◆ **Problem to work on**
Repeat, exactly and alone, every line from the line that contains "Could you point out the dark red" to the end of the entries.

◆ **Given data**
....
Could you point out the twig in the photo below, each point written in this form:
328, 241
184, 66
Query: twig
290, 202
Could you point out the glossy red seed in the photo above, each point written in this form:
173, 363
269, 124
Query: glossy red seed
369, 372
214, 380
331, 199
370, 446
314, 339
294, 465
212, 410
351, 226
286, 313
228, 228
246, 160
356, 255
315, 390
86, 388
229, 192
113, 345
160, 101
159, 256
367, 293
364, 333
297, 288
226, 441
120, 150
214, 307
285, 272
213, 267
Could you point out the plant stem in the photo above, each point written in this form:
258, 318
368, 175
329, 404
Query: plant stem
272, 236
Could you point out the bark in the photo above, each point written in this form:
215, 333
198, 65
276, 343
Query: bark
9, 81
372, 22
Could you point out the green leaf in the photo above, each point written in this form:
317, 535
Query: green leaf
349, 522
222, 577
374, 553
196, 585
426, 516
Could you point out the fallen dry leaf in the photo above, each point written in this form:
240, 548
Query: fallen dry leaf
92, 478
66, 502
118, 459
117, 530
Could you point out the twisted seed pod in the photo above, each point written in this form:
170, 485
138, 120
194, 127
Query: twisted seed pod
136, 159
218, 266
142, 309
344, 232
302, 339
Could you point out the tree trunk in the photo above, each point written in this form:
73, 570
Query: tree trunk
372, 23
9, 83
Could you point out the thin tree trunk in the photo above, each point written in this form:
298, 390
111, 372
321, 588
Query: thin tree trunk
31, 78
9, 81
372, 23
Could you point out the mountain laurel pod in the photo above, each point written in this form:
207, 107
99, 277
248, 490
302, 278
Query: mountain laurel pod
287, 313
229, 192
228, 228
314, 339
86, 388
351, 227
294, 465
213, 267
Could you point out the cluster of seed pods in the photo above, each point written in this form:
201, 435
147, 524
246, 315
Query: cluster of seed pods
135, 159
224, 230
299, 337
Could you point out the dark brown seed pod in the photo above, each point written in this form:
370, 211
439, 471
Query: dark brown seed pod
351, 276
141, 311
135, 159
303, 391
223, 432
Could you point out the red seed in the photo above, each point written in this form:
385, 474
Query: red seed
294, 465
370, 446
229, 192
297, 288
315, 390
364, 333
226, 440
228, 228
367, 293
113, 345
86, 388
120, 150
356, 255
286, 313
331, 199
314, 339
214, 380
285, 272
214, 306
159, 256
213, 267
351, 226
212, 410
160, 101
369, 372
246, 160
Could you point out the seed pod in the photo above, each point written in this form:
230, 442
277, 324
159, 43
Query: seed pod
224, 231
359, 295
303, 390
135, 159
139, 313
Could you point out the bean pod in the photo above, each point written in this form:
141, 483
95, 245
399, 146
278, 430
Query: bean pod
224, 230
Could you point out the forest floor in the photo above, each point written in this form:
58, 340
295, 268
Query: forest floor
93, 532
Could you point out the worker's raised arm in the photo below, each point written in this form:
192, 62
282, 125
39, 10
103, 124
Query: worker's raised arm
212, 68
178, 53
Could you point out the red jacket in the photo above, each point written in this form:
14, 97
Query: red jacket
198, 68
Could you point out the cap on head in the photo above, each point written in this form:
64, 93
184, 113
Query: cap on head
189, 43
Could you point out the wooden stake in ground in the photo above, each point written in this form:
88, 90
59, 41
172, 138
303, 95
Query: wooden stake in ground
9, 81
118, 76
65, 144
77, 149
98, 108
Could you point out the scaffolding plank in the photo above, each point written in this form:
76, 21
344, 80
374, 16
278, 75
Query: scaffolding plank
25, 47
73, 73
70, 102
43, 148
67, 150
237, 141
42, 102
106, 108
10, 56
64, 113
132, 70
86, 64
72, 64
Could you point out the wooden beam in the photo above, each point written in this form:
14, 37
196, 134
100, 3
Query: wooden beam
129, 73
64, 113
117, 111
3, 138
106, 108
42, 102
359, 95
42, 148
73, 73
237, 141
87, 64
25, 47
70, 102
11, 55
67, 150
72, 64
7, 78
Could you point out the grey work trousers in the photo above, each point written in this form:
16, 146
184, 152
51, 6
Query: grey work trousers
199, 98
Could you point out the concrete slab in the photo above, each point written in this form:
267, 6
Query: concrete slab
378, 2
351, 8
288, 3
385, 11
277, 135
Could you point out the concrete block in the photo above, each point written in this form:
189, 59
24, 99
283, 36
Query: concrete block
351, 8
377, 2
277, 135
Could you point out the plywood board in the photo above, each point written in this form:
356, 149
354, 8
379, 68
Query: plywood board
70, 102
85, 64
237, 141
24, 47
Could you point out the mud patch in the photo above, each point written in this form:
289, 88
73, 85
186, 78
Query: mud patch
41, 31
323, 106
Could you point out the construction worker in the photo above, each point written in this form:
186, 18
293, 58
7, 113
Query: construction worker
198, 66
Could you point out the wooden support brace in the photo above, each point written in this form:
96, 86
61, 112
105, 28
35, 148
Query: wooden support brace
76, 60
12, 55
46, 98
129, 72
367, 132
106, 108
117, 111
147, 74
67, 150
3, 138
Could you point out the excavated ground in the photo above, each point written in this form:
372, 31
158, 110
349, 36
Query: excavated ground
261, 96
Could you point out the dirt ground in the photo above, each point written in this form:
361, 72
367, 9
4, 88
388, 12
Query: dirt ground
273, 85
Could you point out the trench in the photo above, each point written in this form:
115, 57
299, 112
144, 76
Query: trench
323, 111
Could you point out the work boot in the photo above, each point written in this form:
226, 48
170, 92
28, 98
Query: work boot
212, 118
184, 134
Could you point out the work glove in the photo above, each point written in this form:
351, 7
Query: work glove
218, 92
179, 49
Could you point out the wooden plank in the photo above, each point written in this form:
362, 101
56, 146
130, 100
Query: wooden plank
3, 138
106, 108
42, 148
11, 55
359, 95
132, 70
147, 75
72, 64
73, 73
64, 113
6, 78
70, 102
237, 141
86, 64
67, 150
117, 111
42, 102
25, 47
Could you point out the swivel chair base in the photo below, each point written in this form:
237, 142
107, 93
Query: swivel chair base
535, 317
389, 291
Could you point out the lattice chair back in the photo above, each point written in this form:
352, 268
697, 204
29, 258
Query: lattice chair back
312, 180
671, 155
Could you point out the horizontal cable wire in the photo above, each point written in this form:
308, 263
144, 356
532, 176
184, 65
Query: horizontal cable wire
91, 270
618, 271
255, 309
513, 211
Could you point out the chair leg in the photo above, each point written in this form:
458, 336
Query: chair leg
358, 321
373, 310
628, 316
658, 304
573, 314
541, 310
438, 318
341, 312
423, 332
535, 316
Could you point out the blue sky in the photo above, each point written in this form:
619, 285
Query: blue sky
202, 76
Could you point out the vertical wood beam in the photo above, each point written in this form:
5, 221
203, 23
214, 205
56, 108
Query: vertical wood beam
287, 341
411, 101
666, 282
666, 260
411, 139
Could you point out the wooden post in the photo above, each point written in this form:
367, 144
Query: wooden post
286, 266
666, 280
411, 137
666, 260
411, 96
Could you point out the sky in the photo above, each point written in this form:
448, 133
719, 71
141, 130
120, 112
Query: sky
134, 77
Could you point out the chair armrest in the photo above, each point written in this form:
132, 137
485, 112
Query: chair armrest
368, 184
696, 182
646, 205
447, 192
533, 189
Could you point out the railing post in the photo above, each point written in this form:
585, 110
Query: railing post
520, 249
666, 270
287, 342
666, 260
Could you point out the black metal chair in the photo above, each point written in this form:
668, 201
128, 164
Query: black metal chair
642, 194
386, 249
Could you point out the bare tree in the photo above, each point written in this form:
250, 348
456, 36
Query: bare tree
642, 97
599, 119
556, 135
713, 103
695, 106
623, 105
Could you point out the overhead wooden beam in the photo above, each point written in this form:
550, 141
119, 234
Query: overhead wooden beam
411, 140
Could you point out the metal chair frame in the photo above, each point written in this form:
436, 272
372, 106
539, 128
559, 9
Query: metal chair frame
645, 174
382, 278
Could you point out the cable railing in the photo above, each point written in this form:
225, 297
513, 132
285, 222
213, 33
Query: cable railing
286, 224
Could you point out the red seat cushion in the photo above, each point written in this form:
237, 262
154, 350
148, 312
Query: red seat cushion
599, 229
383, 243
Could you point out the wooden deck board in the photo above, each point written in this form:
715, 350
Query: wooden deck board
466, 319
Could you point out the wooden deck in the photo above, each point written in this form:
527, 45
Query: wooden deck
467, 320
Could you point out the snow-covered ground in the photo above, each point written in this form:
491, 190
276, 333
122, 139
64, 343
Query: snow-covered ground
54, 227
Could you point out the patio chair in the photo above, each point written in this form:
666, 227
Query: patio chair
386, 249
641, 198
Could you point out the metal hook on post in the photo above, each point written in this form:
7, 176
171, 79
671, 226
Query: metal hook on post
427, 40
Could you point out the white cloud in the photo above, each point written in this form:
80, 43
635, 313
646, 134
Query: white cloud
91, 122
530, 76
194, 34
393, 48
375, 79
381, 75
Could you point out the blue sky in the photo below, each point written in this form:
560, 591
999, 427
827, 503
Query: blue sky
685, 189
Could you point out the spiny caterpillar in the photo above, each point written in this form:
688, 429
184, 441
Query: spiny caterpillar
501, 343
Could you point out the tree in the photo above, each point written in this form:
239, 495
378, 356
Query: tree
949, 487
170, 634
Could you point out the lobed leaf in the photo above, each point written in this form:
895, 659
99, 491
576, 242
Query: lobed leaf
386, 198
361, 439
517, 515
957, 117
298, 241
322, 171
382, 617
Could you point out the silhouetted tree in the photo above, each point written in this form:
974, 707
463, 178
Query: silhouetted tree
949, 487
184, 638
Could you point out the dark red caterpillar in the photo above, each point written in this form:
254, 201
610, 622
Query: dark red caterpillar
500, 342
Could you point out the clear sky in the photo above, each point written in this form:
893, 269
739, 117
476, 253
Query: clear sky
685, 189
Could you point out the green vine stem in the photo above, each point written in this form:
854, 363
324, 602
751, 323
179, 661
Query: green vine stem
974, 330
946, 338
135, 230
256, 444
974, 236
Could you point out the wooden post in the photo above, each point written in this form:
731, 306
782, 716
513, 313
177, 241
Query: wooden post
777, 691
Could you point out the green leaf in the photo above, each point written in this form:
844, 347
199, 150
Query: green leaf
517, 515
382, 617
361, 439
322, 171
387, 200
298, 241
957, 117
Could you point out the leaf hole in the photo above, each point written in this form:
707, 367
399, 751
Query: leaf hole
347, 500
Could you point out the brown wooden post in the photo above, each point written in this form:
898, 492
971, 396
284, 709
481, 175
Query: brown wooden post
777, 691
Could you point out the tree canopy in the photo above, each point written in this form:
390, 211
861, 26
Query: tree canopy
....
◆ **Written answer**
Could you point out the dark red caterpillar in the photo above, each point written in this form:
254, 201
610, 622
Query: dark red caterpillar
500, 342
Could you point out the clear sky in the photo above, each point written in this form:
893, 269
739, 117
476, 253
Query: clear sky
685, 189
Could you point out the green vine stem in the photo above, each point written in this form:
854, 363
324, 602
751, 323
179, 661
Query: green vine stem
974, 330
946, 338
135, 230
256, 444
974, 236
Could you point out the wooden post in the photo above, each point written in this form:
731, 306
782, 716
513, 313
177, 241
Query: wooden post
777, 691
Could you point out the green leaf in the photo above, each point written in this form:
844, 347
199, 150
Query: green leaf
517, 515
382, 617
361, 439
322, 171
387, 200
298, 241
957, 117
Could you point out the leaf hole in the photo above, each point written in this form:
707, 367
399, 751
Query: leaf hole
347, 500
Could you point out the brown wooden post in the photo above, each point written in this form:
898, 492
971, 396
284, 709
481, 175
Query: brown wooden post
777, 691
Could you point out the tree canopy in the photo above, each point written in this form:
390, 211
861, 26
Query: tree canopy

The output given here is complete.